What the task requires:
Select every line of the items below that contains the string "building", and copy each of those lines.

— start Information supplied —

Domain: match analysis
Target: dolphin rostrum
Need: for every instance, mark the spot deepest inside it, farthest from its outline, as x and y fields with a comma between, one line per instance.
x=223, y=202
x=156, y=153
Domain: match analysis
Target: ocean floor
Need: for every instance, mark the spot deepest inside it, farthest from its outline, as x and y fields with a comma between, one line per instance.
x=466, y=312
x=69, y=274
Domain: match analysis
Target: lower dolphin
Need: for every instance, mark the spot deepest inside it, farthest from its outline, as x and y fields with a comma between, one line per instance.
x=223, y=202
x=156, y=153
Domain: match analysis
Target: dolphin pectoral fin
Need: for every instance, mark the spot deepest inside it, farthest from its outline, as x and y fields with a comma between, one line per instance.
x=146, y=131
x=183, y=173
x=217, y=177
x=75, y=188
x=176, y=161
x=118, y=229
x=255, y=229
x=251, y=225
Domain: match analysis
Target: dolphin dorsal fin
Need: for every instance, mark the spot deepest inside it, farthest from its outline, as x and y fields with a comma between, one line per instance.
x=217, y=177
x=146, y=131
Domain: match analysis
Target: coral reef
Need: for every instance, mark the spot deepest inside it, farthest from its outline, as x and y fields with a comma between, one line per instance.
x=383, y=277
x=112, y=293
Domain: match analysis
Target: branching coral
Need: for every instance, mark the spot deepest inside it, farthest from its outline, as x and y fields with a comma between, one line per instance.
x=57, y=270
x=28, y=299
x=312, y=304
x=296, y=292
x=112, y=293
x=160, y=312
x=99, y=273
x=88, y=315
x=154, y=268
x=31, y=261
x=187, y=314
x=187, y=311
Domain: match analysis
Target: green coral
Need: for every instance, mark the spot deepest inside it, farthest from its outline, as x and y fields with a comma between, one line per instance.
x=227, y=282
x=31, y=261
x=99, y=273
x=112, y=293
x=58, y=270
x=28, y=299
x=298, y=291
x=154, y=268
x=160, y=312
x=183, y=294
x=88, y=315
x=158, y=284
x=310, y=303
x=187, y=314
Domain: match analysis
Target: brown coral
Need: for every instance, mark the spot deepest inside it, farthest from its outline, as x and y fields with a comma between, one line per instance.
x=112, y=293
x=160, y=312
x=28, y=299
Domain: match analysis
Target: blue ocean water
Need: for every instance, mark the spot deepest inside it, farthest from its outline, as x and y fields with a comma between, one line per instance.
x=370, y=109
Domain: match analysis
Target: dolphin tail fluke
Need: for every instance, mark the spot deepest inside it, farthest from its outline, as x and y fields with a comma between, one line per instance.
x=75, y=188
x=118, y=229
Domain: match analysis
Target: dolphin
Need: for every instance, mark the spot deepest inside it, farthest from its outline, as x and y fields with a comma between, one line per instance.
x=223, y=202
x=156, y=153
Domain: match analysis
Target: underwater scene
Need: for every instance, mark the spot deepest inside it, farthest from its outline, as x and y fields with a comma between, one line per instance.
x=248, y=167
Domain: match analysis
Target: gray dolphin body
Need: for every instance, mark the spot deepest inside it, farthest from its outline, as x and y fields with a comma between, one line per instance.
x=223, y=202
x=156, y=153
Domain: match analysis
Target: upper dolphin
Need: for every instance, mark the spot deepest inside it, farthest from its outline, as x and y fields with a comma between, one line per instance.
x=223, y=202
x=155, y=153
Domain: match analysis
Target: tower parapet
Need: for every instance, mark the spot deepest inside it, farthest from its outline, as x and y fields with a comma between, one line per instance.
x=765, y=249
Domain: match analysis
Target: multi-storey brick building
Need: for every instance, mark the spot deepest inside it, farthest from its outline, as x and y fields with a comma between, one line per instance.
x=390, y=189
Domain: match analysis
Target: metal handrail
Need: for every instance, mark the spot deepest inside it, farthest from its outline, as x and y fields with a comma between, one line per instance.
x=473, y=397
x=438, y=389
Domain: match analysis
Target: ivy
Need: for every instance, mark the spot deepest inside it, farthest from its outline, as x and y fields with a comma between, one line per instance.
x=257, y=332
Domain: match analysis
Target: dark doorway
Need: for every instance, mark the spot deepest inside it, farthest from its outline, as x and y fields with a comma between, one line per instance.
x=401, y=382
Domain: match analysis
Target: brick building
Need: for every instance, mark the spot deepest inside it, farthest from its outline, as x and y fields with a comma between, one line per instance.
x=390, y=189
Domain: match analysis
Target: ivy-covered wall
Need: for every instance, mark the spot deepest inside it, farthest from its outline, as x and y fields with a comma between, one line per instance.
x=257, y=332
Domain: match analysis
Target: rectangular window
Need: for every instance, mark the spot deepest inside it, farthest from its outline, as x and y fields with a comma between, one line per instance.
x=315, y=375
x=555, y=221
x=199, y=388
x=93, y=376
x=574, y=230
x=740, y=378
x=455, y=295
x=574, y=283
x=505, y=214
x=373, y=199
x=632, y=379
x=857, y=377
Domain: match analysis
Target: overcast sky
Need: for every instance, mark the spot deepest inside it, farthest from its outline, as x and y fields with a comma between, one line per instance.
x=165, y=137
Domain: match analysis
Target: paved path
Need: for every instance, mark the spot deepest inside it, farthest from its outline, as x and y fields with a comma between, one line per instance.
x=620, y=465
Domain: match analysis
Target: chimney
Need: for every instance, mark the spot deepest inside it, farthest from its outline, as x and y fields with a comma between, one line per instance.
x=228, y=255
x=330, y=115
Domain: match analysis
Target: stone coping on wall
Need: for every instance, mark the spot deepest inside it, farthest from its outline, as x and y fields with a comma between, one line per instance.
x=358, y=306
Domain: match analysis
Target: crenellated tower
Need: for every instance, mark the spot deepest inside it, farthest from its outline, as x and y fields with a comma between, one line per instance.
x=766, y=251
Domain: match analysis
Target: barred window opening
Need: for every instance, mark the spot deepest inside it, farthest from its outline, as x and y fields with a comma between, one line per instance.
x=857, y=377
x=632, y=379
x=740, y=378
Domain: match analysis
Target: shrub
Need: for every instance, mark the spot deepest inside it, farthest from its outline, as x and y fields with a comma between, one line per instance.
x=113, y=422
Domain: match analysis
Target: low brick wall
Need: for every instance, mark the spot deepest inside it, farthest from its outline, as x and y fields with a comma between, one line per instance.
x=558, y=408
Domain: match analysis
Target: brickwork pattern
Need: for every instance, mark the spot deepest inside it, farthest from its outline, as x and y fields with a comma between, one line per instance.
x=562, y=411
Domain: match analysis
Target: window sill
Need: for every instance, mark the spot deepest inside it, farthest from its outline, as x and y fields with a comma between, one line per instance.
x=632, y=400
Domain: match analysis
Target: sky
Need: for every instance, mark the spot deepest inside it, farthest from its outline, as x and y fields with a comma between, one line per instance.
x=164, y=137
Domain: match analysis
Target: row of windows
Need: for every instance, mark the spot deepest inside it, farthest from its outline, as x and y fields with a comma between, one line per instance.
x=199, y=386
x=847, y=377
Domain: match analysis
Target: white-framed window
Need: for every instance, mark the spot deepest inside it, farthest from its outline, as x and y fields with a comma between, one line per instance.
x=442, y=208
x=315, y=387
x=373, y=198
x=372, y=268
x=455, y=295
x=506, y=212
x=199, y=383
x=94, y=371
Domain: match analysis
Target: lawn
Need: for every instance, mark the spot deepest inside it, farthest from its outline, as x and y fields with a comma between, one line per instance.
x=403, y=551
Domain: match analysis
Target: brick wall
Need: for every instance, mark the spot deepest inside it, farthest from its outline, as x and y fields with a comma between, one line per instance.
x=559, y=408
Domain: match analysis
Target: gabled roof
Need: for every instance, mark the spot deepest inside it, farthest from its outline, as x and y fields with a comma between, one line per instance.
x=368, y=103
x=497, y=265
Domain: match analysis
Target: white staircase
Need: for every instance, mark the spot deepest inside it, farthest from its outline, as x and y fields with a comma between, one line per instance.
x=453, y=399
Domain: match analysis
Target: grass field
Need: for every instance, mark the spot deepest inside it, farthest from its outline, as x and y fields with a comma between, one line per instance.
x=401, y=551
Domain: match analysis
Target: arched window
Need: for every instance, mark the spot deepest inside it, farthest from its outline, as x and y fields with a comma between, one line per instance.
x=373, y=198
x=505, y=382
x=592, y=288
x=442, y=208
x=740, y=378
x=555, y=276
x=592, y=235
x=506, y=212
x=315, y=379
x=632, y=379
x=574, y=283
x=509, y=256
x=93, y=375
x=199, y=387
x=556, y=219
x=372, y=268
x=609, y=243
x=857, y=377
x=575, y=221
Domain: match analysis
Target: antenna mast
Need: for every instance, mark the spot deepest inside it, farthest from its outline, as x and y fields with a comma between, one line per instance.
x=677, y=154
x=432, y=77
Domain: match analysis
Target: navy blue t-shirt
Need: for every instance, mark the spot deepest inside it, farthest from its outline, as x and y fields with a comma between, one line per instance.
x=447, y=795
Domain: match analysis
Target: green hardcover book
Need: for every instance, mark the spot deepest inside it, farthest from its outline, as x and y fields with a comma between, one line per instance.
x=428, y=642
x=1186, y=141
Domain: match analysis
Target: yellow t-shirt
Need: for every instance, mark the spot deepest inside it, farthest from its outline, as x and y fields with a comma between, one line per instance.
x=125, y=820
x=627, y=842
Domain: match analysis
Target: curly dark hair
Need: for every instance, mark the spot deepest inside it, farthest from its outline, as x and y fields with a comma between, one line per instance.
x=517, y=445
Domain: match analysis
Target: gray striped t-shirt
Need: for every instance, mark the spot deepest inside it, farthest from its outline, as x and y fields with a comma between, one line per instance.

— end Information supplied —

Result:
Target: multi-storey brick building
Target: brick building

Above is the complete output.